▶ _What is expected_
Report every line in the entries below that contains the word "tile", copying each such line in full.

▶ _Information given_
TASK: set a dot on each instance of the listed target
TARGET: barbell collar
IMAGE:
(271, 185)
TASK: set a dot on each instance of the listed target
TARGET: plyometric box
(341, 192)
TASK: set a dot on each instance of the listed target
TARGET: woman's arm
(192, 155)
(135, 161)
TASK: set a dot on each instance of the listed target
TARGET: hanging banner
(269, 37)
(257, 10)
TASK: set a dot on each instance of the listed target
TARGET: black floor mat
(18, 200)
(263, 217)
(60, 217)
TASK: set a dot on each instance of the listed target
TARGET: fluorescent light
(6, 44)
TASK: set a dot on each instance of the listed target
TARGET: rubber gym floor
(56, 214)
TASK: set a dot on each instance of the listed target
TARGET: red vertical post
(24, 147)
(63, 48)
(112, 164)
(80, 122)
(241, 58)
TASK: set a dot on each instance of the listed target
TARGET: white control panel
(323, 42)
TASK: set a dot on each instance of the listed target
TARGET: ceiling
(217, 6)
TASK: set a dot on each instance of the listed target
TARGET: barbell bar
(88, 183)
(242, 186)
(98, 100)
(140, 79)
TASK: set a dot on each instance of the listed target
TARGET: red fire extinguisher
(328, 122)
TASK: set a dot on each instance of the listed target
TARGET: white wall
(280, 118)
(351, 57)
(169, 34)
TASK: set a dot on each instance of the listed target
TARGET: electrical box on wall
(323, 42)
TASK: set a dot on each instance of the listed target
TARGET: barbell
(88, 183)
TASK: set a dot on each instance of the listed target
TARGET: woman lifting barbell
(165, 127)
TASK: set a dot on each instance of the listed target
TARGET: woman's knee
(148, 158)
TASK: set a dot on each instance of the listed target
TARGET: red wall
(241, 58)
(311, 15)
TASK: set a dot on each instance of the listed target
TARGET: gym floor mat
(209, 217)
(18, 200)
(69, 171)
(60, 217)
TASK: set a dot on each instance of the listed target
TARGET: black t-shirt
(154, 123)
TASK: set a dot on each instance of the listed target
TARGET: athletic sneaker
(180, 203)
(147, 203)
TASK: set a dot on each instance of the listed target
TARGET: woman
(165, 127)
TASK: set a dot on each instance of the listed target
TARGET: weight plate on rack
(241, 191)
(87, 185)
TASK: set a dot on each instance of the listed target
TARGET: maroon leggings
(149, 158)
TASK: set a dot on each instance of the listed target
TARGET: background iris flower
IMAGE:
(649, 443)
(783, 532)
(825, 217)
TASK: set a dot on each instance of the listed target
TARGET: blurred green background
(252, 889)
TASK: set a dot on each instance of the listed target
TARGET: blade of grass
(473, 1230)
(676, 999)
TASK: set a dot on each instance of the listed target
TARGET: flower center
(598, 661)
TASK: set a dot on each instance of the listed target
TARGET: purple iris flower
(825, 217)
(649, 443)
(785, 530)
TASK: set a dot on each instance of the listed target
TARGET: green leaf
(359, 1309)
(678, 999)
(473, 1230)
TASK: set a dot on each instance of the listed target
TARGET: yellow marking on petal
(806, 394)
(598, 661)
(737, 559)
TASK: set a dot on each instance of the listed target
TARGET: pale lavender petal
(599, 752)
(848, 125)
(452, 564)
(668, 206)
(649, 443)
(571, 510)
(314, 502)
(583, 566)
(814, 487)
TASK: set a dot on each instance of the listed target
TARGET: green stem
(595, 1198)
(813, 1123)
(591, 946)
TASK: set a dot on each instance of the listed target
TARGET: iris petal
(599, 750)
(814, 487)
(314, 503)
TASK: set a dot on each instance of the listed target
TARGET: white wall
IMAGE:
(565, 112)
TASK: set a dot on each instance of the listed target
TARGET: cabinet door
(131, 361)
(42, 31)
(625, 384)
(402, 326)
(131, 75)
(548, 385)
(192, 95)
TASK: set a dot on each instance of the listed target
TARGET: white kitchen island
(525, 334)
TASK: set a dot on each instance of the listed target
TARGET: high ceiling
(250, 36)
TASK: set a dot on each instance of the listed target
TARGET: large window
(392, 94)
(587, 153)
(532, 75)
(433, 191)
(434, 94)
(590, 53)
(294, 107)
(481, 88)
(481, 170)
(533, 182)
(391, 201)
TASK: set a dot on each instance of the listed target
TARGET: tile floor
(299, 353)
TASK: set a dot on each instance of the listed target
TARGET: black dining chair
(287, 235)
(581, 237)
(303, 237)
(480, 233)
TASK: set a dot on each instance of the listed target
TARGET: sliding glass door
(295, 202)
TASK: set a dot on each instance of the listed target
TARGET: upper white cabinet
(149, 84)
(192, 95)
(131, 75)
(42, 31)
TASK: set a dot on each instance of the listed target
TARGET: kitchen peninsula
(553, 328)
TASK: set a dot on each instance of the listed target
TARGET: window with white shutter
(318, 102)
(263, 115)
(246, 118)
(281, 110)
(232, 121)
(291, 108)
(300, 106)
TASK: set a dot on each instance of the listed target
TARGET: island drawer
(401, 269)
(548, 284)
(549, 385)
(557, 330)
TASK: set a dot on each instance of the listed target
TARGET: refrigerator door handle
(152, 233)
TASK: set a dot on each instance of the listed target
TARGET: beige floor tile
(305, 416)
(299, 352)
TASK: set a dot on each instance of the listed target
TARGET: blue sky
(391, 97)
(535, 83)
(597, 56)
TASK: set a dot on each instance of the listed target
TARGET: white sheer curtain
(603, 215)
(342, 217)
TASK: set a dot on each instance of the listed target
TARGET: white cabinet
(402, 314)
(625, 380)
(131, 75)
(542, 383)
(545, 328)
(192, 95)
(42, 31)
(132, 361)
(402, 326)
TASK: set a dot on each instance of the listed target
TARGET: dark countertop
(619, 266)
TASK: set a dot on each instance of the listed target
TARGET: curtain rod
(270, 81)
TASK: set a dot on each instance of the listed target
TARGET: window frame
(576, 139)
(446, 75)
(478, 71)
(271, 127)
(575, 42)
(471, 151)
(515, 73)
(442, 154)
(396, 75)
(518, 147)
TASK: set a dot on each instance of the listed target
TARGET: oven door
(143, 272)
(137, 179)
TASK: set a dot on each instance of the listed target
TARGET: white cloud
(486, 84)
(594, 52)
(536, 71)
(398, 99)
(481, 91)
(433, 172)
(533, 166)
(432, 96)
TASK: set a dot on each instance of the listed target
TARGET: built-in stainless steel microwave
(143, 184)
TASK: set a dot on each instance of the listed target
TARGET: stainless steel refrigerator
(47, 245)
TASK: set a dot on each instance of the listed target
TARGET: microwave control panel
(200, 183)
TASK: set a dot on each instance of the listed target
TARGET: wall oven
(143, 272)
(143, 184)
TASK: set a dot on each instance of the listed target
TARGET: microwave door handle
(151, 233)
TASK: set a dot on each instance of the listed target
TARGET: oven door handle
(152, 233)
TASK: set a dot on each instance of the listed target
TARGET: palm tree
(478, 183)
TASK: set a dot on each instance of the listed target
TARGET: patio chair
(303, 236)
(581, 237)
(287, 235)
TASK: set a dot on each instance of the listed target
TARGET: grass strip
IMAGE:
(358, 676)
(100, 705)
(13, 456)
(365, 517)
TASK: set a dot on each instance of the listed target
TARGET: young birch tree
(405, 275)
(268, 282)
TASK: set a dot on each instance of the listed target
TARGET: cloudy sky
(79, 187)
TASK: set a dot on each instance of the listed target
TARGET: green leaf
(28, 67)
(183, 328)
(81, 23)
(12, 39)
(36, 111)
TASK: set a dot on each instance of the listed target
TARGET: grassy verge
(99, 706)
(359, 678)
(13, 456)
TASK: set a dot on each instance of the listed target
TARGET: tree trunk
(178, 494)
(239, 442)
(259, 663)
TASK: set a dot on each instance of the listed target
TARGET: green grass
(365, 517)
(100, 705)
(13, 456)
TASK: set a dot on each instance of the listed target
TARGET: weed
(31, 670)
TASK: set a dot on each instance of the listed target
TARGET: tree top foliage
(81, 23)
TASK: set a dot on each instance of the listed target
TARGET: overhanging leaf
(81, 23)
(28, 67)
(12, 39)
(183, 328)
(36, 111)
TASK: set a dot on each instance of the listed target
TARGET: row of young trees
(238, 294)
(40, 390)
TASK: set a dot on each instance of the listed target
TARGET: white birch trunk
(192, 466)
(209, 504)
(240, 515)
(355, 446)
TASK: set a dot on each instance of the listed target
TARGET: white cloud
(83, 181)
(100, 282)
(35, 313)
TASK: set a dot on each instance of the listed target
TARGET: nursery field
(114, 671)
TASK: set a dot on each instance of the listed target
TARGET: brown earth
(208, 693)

▶ _In response_
TARGET: tile floor
TARGET: beige floor tile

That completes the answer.